** BRIEF **
Would you return the lines that run from the start of the data below to the line with "for rocky hillside.", both included, exactly as written and without pictures?

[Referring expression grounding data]
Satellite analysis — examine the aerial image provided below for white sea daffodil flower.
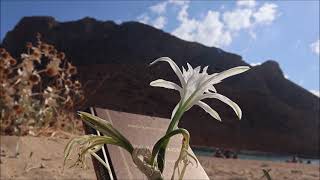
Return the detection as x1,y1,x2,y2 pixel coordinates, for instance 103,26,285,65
150,57,250,124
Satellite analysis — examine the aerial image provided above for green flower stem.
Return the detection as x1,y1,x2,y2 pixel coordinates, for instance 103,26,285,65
178,162,188,180
167,106,184,133
156,106,184,172
150,128,190,165
90,150,113,176
166,92,197,134
156,93,196,172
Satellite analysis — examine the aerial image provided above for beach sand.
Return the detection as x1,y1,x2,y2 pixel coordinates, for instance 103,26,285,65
198,156,319,180
1,135,319,180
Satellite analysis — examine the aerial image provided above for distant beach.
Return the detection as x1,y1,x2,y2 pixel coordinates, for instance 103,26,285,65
193,146,320,165
198,156,319,179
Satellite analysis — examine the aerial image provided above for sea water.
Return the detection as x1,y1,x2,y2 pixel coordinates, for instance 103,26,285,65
193,147,320,165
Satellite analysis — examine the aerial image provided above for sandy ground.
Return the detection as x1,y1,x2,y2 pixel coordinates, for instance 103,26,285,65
0,135,95,180
198,156,319,180
1,135,319,180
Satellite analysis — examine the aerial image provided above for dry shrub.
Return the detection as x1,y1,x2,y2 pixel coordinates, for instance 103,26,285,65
0,33,84,135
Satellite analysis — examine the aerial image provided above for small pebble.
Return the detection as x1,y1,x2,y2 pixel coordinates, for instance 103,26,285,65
41,157,52,161
40,163,45,169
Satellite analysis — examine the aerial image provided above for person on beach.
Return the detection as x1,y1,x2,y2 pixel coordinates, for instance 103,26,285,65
223,149,231,158
214,148,224,158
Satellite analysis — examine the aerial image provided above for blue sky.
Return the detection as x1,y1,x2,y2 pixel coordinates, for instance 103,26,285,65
1,0,319,95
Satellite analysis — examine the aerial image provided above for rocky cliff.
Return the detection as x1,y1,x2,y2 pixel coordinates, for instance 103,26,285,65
2,16,319,157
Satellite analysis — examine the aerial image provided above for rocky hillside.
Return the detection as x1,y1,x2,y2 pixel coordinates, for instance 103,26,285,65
1,16,319,157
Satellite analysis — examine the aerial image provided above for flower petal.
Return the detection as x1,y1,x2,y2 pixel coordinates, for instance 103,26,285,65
202,66,208,73
171,103,180,120
200,93,242,119
208,85,217,93
194,66,201,74
187,63,193,71
196,101,221,121
150,79,182,92
150,57,186,88
205,66,250,85
182,66,187,74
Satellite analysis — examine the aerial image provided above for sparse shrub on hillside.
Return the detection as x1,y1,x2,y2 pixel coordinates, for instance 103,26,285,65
0,33,84,135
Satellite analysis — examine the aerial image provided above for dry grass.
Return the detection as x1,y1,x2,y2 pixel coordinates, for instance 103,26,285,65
0,33,84,136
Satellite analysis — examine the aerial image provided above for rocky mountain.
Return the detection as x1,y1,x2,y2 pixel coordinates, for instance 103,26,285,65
1,16,319,157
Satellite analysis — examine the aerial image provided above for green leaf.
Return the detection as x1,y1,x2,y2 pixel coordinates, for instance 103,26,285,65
78,111,134,153
150,128,197,180
151,128,189,163
63,135,127,170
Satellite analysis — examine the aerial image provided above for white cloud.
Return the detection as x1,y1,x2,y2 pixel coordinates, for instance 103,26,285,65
171,19,197,41
171,1,278,47
138,0,279,48
177,2,189,21
137,14,150,24
173,9,232,47
138,0,187,29
196,11,232,47
310,90,320,97
248,30,257,39
237,0,256,8
168,0,189,6
223,8,253,31
253,3,278,25
250,62,261,66
150,2,167,14
171,1,232,47
152,16,167,29
115,20,122,24
171,2,194,39
310,39,320,55
284,74,289,79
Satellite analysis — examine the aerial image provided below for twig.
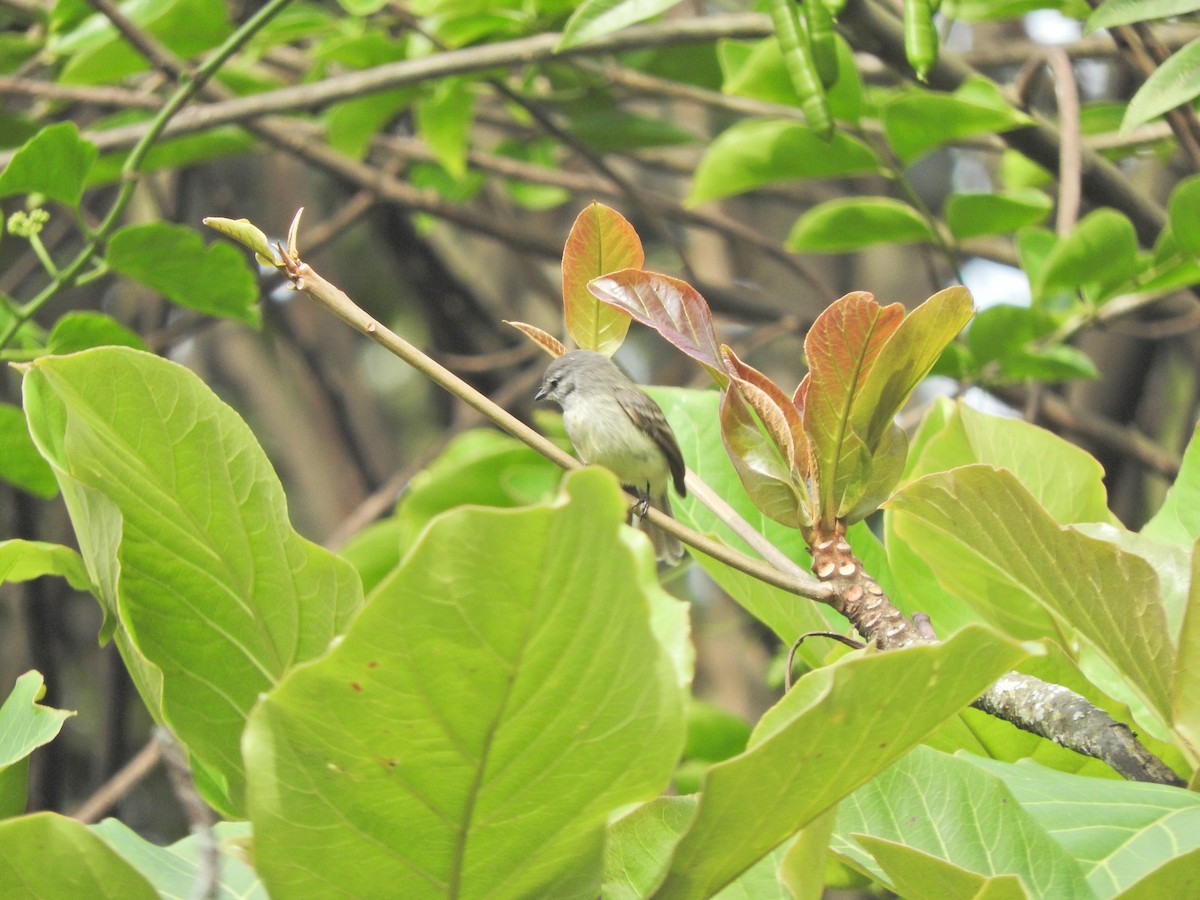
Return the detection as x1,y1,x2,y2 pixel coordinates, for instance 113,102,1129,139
70,738,161,824
784,632,866,691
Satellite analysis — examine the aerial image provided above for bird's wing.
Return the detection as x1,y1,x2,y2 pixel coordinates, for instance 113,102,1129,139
615,385,687,497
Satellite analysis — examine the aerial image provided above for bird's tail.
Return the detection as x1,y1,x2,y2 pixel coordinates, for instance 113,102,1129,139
640,492,685,566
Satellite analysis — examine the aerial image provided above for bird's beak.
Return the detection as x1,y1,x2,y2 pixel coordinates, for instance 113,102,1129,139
534,385,548,402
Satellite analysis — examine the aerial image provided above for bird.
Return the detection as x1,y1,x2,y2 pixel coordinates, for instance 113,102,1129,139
535,349,687,564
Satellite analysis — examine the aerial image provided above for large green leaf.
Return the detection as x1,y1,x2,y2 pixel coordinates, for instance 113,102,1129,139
1123,36,1200,131
688,119,878,206
964,755,1200,897
23,348,364,813
245,468,690,899
0,402,57,498
107,222,261,326
0,812,157,897
0,672,75,818
648,625,1030,899
1035,209,1140,302
787,198,934,252
1167,175,1200,255
946,189,1052,239
92,819,264,899
46,311,146,355
833,747,1093,898
0,121,96,206
882,77,1030,162
1173,545,1200,765
562,202,642,355
414,77,474,179
887,465,1173,727
1142,423,1200,546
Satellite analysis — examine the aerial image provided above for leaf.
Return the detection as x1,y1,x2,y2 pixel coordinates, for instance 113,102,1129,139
1142,422,1200,545
108,222,261,325
558,0,683,49
604,797,699,899
22,348,364,814
0,403,57,498
0,122,96,206
801,291,904,524
882,77,1031,162
964,754,1200,896
834,747,1094,899
1088,0,1200,32
53,0,231,86
1167,174,1200,255
647,625,1030,898
91,819,264,899
1123,36,1200,132
414,77,474,179
245,468,689,898
688,119,878,206
588,269,726,382
887,464,1174,726
967,304,1097,382
854,837,1032,900
721,346,806,474
0,540,90,592
1173,544,1200,763
47,311,146,354
787,198,934,252
503,320,566,357
1036,208,1140,301
202,215,277,265
0,813,157,897
0,672,75,818
326,88,413,160
945,189,1053,239
562,203,643,355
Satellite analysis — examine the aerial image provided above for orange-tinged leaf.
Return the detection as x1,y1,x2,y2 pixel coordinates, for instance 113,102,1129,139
503,321,565,357
849,285,974,449
562,203,643,355
721,345,808,475
589,269,727,384
802,292,904,525
719,388,812,528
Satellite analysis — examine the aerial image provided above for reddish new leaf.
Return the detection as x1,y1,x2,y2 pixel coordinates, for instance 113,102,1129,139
849,285,974,449
562,203,643,355
719,388,812,528
504,321,565,358
588,269,728,385
802,292,905,526
721,345,808,476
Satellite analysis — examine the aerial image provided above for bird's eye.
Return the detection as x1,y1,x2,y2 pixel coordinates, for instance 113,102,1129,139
549,378,559,389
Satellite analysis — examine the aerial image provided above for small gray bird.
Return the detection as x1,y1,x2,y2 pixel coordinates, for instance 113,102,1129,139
535,349,687,564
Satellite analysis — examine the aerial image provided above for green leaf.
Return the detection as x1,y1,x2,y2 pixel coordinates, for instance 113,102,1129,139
945,189,1053,239
245,468,690,898
107,222,261,325
1167,174,1200,255
0,403,57,498
559,0,682,49
0,812,157,897
834,747,1093,899
1143,423,1200,545
647,625,1030,898
604,797,699,899
854,837,1032,900
336,0,388,13
1174,544,1200,765
1122,36,1200,132
567,108,699,152
0,540,90,592
1088,0,1200,32
718,36,862,123
0,122,96,206
887,464,1174,726
414,77,474,179
91,819,264,899
786,198,934,252
562,202,643,355
47,311,146,354
1036,208,1140,302
326,88,413,160
0,672,75,818
87,126,257,188
22,348,364,814
882,77,1030,162
53,0,232,86
688,119,878,206
964,754,1200,896
967,304,1098,382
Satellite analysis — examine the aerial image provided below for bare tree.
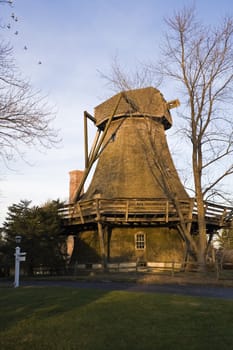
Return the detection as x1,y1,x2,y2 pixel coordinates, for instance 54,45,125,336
0,1,13,4
99,55,161,93
0,0,59,166
102,6,233,268
155,7,233,267
0,42,59,165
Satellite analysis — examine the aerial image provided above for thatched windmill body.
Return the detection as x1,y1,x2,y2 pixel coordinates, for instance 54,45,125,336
66,87,193,267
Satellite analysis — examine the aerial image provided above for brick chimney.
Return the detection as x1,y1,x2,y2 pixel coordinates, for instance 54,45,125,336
69,170,84,203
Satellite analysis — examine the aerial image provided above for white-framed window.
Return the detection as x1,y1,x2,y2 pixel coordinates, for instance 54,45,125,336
135,232,146,250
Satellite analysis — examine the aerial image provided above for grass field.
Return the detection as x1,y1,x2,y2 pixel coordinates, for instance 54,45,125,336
0,286,233,350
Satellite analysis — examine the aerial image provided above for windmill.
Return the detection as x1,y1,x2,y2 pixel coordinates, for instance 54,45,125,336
65,87,192,267
61,87,233,269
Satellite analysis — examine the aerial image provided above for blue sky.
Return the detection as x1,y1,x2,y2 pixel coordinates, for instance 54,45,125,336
0,0,233,224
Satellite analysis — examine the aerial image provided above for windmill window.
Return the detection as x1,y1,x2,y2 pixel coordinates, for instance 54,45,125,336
135,232,146,250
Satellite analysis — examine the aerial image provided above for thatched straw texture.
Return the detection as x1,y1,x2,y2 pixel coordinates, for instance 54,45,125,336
84,115,188,200
95,87,172,130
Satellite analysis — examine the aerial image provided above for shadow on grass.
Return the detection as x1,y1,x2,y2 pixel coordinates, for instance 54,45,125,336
0,286,109,331
0,286,233,350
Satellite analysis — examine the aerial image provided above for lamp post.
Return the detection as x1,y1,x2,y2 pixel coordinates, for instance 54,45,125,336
14,235,26,288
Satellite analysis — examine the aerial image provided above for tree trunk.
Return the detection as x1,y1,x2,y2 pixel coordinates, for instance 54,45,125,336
193,155,207,270
196,209,207,270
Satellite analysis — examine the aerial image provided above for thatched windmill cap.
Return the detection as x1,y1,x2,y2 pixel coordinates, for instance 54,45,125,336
94,87,173,130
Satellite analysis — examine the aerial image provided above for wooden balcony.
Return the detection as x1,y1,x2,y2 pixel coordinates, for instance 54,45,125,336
59,198,233,229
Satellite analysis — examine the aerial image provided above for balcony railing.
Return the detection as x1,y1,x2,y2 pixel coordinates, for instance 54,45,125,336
58,198,233,228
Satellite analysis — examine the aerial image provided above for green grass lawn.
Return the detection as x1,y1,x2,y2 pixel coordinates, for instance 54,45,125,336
0,286,233,350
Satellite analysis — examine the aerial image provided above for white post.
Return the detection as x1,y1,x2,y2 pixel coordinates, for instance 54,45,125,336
14,246,20,288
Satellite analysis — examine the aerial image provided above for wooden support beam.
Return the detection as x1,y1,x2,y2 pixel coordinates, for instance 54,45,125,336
96,117,126,160
84,110,96,169
84,110,96,123
97,221,106,268
89,92,123,164
84,112,88,169
72,92,123,202
88,129,101,164
96,199,107,268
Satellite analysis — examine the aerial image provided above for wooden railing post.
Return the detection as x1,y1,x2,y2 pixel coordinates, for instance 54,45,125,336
77,203,84,224
166,201,169,223
125,200,129,222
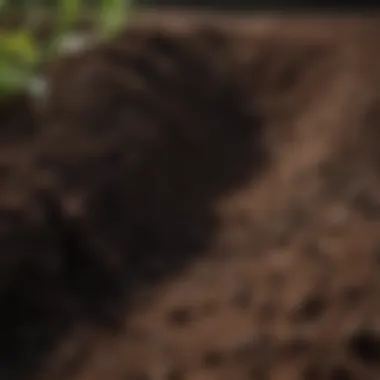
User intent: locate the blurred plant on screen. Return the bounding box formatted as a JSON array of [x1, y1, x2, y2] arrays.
[[0, 0, 135, 101], [0, 29, 38, 99]]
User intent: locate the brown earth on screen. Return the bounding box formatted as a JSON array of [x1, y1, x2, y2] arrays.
[[2, 12, 380, 380]]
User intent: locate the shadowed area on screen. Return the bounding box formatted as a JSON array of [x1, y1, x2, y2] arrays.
[[0, 24, 265, 379], [2, 14, 380, 380]]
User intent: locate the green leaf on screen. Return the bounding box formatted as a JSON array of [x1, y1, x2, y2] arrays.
[[0, 28, 38, 100], [58, 0, 81, 29], [99, 0, 133, 38], [0, 61, 32, 98], [0, 30, 38, 67]]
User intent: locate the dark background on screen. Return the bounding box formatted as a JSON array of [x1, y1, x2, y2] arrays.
[[138, 0, 377, 10], [7, 0, 378, 12]]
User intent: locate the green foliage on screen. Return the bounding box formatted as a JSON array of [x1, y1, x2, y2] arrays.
[[0, 0, 134, 101], [57, 0, 82, 34], [99, 0, 133, 38], [0, 30, 38, 99]]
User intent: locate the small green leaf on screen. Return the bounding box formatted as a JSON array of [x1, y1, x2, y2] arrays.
[[58, 0, 81, 29], [0, 61, 32, 98], [0, 30, 38, 66], [99, 0, 133, 38]]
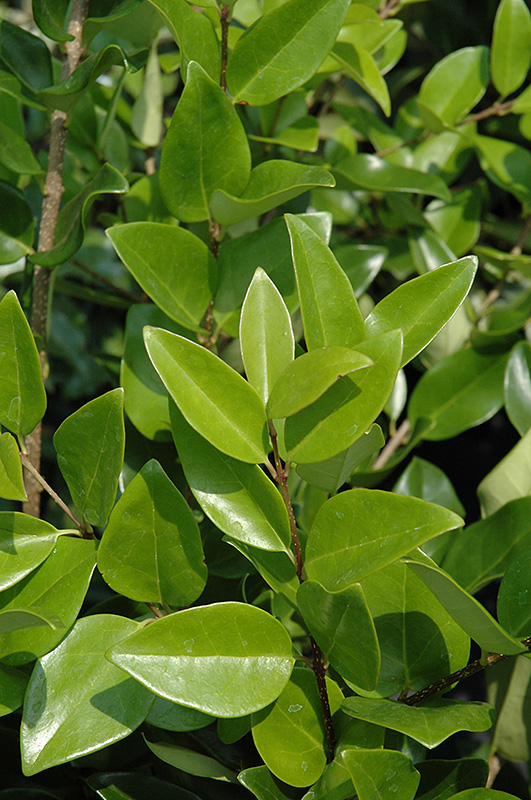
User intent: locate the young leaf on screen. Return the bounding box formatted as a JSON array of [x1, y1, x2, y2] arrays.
[[0, 432, 27, 501], [106, 603, 294, 717], [365, 256, 478, 367], [0, 290, 46, 437], [504, 341, 531, 435], [144, 327, 269, 463], [286, 214, 365, 351], [333, 154, 451, 201], [342, 749, 420, 800], [331, 42, 390, 117], [54, 388, 125, 527], [477, 427, 531, 517], [160, 61, 251, 222], [21, 615, 154, 776], [226, 0, 350, 105], [491, 0, 531, 96], [240, 268, 295, 406]]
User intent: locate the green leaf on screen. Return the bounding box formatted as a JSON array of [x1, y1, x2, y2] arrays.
[[486, 655, 531, 763], [106, 603, 294, 717], [21, 615, 154, 776], [54, 388, 125, 527], [0, 513, 63, 592], [250, 116, 320, 153], [0, 181, 35, 264], [268, 347, 373, 420], [239, 766, 295, 800], [408, 348, 508, 441], [333, 154, 451, 202], [0, 290, 46, 437], [406, 559, 526, 654], [491, 0, 531, 96], [497, 551, 531, 638], [504, 341, 531, 435], [393, 457, 465, 517], [0, 663, 28, 717], [226, 0, 350, 105], [341, 697, 495, 749], [474, 134, 531, 211], [417, 46, 489, 128], [331, 43, 390, 117], [0, 608, 63, 634], [210, 162, 335, 227], [144, 327, 269, 463], [225, 538, 299, 606], [144, 738, 236, 782], [131, 44, 163, 148], [0, 19, 53, 92], [0, 432, 26, 502], [251, 668, 344, 787], [145, 696, 213, 731], [107, 222, 217, 332], [286, 214, 365, 351], [297, 581, 380, 690], [0, 537, 96, 665], [160, 61, 251, 222], [32, 0, 71, 42], [415, 759, 489, 800], [0, 119, 43, 175], [87, 772, 201, 800], [424, 186, 482, 258], [450, 792, 520, 799], [342, 749, 420, 800], [97, 460, 207, 606], [305, 489, 463, 592], [240, 268, 295, 406], [365, 256, 478, 367], [477, 427, 531, 517], [147, 0, 220, 81], [281, 330, 402, 464], [170, 405, 291, 552], [30, 164, 129, 267]]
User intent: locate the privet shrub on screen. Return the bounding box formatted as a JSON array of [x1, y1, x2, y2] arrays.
[[0, 0, 531, 797]]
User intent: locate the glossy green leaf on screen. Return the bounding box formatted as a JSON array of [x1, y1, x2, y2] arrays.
[[0, 181, 35, 264], [21, 615, 153, 776], [342, 749, 419, 800], [417, 47, 489, 128], [366, 256, 478, 367], [406, 560, 526, 654], [415, 759, 488, 800], [131, 44, 163, 147], [144, 738, 236, 782], [305, 489, 463, 592], [107, 223, 217, 332], [0, 537, 96, 665], [491, 0, 531, 96], [145, 696, 213, 731], [226, 537, 299, 606], [210, 162, 334, 227], [145, 327, 269, 463], [240, 268, 295, 406], [250, 117, 320, 153], [0, 432, 26, 502], [106, 603, 294, 717], [31, 164, 129, 267], [160, 61, 251, 222], [334, 244, 386, 298], [331, 42, 390, 116], [424, 187, 482, 258], [268, 347, 373, 419], [282, 330, 402, 464], [341, 697, 495, 749], [393, 457, 465, 517], [0, 290, 46, 437], [497, 550, 531, 638], [97, 460, 207, 606], [512, 82, 531, 113], [504, 341, 531, 435], [474, 134, 531, 211], [286, 214, 365, 351], [0, 663, 28, 717], [31, 0, 71, 41], [147, 0, 220, 80], [170, 404, 291, 552], [0, 119, 42, 175], [334, 154, 451, 201], [297, 581, 380, 690], [477, 427, 531, 517], [239, 765, 295, 800], [226, 0, 350, 105], [0, 608, 63, 634], [54, 388, 125, 527], [251, 668, 344, 787], [450, 792, 520, 800], [408, 348, 507, 441], [218, 714, 252, 745], [87, 772, 200, 800], [0, 513, 64, 592], [0, 19, 53, 92], [486, 655, 531, 763]]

** RESPONSE TO THIS TASK **
Satellite analysis — examine the aerial image provided below for white sea daffodil flower.
Return the detection as x1,y1,x2,y2 pixel coordinates, for instance 103,26,285,65
150,57,250,124
Satellite analysis — examine the aerial image provided above for green flower stem.
Return the detection as x1,y1,x2,y2 pixel coordinates, for instance 103,26,285,65
178,162,188,180
167,106,184,133
156,106,184,172
150,128,190,165
90,150,113,176
166,92,197,134
156,93,196,172
Satellite analysis — examine the aerial image provided above for beach sand.
Return the detection as x1,y1,x2,y2 pixel coordinates, for instance 103,26,285,65
198,156,319,180
1,135,319,180
Satellite analysis — examine the aerial image provided above for distant beach.
Return the detection as x1,y1,x2,y2 pixel coordinates, for instance 103,26,285,65
193,146,320,165
198,156,319,179
Satellite analysis — examine the aerial image provided above for sea water.
Return the detection as x1,y1,x2,y2 pixel coordinates, for instance 103,26,285,65
193,147,320,165
Satellite analysis — examine the aerial image provided above for sandy ground.
Return the detection as x1,y1,x2,y2 pixel coordinates, for instance 103,26,285,65
0,135,95,180
198,156,319,180
1,135,319,180
Satellite analysis — examine the aerial image provided above for dry shrub.
Return the detection as x1,y1,x2,y2 pixel coordinates, for instance 103,26,285,65
0,33,84,135
Satellite analysis — examine the aerial image provided above for small pebble.
Return the detection as x1,y1,x2,y2 pixel coordinates, for instance 103,26,285,65
41,157,52,161
40,163,45,169
Satellite analysis — examine the aerial image provided above for person on beach.
Return the detection as x1,y1,x2,y2 pixel coordinates, for instance 103,26,285,65
223,149,231,158
214,148,224,158
Satellite analysis — examine the aerial image provided above for blue sky.
Return the detection as x1,y1,x2,y2 pixel coordinates, for instance 103,26,285,65
1,0,319,95
Satellite analysis — examine the aerial image provided above for rocky cliff.
Return the detection as x1,y1,x2,y2 pixel coordinates, for instance 103,26,285,65
2,16,319,157
Satellite analysis — examine the aerial image provided above for rocky hillside.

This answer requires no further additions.